■ Supplied information:
------------------------------------------------------------
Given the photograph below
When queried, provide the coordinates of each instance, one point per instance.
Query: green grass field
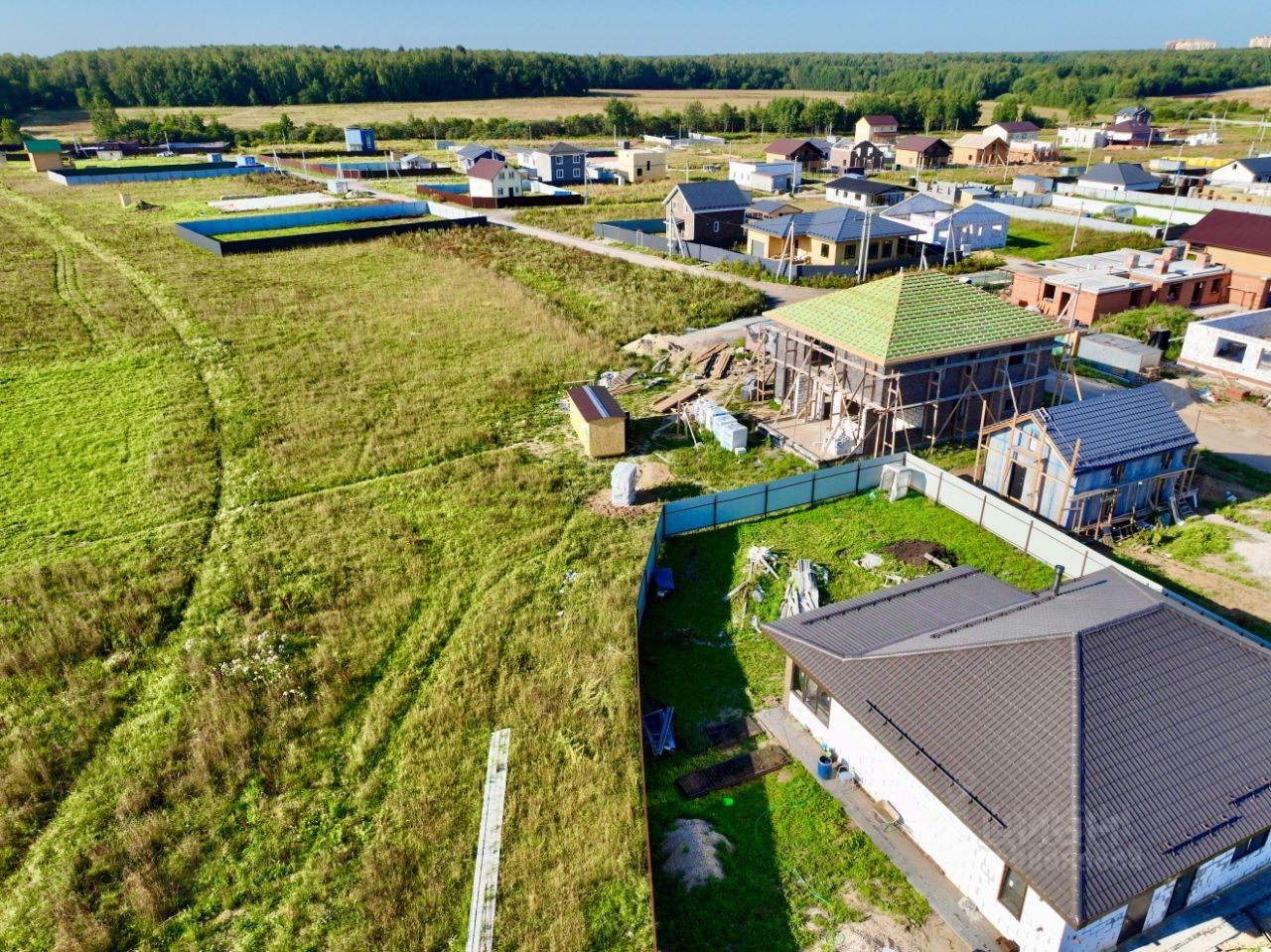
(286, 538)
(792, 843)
------------------------------------------------------------
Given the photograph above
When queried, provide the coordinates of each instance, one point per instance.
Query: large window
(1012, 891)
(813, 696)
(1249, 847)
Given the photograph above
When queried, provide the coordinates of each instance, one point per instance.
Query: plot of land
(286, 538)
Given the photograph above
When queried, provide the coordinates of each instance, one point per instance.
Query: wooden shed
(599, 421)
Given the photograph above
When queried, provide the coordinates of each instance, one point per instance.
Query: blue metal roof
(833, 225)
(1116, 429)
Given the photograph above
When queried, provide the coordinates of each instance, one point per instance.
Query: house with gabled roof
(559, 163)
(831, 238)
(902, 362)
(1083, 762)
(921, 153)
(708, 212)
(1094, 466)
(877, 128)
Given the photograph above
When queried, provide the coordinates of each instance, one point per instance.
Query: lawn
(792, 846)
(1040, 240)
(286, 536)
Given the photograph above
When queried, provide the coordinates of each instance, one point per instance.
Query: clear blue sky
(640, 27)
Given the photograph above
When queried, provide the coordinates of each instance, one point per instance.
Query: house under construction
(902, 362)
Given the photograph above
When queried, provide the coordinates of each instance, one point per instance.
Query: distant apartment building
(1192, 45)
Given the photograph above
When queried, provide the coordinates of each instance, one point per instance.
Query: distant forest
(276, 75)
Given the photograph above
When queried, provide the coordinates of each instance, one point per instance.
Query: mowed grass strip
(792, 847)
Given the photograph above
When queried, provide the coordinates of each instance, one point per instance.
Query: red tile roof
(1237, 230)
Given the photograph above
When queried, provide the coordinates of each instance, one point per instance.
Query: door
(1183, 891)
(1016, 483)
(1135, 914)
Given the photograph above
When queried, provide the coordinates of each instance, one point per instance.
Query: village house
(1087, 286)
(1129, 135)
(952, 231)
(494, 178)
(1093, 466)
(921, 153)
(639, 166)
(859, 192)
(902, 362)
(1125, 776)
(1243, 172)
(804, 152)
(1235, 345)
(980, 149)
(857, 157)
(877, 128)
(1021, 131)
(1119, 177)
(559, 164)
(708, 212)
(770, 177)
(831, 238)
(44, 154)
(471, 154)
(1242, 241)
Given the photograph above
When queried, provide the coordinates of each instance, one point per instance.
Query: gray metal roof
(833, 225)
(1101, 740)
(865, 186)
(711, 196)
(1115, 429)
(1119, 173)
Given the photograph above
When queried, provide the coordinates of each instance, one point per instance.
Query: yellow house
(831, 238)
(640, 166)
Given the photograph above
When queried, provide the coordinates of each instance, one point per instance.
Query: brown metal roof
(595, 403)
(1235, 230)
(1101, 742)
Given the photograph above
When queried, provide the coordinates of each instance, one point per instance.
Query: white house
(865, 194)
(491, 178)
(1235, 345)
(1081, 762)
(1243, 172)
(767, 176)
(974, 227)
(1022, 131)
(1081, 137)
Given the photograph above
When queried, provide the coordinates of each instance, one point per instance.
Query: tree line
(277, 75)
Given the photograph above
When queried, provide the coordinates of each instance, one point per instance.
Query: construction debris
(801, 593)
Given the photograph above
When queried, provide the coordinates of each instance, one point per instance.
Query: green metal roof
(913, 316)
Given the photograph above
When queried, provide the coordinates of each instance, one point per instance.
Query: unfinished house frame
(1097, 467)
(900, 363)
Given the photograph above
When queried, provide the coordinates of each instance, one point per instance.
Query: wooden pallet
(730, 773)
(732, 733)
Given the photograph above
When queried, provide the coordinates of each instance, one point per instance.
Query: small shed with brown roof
------------------------------------------------------------
■ Task statement:
Return each line above that contains the word "house".

■ Solution for this task:
Query: house with gabled roof
Query: house under construction
Query: village house
Query: yellow house
Query: white house
Query: unfinished house frame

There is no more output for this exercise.